** Opening Material provided block **

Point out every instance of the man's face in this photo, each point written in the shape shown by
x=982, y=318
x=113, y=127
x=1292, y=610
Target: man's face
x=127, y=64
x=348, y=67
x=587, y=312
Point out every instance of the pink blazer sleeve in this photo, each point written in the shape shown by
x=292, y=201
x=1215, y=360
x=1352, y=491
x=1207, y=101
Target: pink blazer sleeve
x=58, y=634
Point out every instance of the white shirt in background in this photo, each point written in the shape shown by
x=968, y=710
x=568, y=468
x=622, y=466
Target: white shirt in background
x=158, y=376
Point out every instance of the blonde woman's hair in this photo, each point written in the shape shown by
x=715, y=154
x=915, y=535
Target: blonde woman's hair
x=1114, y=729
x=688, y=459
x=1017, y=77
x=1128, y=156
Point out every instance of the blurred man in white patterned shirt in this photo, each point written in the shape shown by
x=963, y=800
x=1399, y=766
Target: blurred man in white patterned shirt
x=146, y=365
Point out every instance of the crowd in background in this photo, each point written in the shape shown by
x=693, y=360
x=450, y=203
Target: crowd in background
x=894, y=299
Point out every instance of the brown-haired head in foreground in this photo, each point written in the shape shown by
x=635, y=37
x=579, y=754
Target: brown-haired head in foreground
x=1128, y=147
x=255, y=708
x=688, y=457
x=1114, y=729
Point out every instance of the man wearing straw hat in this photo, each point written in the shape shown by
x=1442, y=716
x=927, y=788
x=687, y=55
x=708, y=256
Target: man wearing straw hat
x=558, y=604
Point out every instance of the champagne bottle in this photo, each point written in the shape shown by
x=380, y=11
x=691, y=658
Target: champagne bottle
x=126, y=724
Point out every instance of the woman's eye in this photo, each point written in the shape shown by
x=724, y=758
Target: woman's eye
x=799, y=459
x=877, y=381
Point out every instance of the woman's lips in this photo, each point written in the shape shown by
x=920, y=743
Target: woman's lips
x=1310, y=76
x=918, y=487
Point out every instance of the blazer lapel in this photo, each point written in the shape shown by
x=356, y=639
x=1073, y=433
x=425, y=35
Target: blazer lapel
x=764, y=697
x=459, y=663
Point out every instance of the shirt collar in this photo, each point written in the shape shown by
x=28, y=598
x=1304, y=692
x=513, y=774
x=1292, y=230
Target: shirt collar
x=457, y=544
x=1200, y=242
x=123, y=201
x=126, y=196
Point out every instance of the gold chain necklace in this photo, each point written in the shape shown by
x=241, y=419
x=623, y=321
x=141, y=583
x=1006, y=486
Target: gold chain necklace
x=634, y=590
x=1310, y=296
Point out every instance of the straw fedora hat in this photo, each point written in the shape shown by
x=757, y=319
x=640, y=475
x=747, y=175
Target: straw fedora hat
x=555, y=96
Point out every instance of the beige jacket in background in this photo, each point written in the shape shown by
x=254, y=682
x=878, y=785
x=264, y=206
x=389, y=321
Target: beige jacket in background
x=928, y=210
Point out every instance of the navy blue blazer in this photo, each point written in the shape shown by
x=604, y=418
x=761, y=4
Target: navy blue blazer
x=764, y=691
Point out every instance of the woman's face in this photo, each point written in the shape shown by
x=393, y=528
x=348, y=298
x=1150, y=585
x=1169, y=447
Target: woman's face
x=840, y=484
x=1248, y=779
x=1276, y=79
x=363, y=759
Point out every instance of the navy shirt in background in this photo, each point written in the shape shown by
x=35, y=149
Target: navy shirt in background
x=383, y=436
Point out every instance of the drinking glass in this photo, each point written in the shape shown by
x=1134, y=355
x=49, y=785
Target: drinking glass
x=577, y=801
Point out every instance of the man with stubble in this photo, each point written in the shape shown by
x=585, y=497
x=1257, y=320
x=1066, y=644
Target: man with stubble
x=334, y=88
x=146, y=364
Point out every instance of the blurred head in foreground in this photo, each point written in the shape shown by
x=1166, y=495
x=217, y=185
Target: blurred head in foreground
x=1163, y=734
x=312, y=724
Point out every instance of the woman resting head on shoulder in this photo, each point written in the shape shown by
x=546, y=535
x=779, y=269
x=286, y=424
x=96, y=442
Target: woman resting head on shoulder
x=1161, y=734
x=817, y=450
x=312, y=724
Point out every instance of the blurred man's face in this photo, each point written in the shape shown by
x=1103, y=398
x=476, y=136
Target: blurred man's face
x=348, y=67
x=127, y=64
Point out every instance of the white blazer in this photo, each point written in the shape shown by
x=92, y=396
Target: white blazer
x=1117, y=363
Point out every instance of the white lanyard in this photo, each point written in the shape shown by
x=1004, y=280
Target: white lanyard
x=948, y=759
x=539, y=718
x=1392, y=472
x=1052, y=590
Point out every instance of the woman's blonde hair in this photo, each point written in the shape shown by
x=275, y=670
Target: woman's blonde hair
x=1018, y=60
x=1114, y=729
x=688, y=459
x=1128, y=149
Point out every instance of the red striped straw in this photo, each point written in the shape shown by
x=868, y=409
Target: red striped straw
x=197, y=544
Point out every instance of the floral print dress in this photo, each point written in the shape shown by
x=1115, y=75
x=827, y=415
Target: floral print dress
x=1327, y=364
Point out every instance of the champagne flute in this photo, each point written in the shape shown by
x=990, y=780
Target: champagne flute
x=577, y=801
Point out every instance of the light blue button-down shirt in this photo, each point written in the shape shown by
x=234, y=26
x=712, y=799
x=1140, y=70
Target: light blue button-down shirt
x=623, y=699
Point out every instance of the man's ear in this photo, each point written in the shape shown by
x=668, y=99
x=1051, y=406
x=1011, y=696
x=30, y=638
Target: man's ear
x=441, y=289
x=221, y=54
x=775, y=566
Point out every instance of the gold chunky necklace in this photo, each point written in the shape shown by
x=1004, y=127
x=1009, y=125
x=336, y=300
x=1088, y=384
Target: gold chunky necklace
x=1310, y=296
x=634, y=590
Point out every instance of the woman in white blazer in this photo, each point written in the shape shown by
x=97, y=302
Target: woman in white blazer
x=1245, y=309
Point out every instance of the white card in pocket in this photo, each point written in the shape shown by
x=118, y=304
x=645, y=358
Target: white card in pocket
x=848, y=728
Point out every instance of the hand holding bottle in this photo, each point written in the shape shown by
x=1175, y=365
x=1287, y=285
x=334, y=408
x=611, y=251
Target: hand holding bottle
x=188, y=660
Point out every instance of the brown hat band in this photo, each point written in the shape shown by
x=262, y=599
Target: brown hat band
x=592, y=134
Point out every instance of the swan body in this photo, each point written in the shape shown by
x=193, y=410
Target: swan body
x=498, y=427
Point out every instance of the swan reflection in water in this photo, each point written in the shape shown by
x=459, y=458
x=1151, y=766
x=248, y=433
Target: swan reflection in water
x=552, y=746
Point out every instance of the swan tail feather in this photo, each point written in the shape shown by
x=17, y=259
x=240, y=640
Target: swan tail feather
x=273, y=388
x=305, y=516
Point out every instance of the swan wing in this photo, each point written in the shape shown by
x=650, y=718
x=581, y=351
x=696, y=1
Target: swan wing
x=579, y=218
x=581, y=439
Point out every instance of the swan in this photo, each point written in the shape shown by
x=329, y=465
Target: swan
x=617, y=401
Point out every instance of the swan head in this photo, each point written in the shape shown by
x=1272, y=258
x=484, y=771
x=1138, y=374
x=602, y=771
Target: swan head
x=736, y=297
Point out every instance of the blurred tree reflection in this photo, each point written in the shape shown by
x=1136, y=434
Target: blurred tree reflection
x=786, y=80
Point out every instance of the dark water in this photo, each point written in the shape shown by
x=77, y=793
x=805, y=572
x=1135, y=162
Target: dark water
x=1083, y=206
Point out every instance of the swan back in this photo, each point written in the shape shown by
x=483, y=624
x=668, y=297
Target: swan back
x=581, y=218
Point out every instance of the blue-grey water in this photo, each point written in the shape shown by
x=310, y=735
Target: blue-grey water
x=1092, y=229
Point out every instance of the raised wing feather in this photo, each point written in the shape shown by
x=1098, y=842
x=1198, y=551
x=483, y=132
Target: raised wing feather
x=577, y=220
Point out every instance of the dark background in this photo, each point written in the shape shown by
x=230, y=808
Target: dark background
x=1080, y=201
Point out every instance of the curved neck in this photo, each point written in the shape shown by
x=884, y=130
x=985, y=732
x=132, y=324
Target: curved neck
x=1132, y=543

** Closing Material provided block **

- **Problem to work on**
Both the first line of the records above and the line containing "x=693, y=360" are to be transcribed exactly, together with every line between them, and nothing else.

- **Result of this task**
Point out every instance of the man's face in this photo, each point written in the shape shown by
x=982, y=318
x=113, y=127
x=1292, y=610
Target: man's face
x=127, y=64
x=348, y=67
x=587, y=312
Point out every instance of the pink blazer sleeve in this photo, each point written in the shape shown by
x=292, y=201
x=1215, y=360
x=1352, y=491
x=1207, y=101
Target: pink blazer sleeve
x=58, y=634
Point out every instance of the white shirt in background in this photo, each point written in the shape shown by
x=968, y=710
x=568, y=468
x=622, y=466
Target: white shirt in background
x=158, y=376
Point out every instance of the blonde woman's hair in this photo, each point written in the shape shown by
x=715, y=154
x=915, y=535
Target: blonde woman's hair
x=1114, y=729
x=688, y=459
x=1017, y=77
x=1128, y=156
Point out every instance of the blurred man in white patterned shirt in this photo, each point written in the shape shown by
x=963, y=800
x=1399, y=766
Target: blurred man in white patterned shirt
x=146, y=365
Point out every instance of the crowd in background in this photo, each point written in the shape shown by
x=693, y=360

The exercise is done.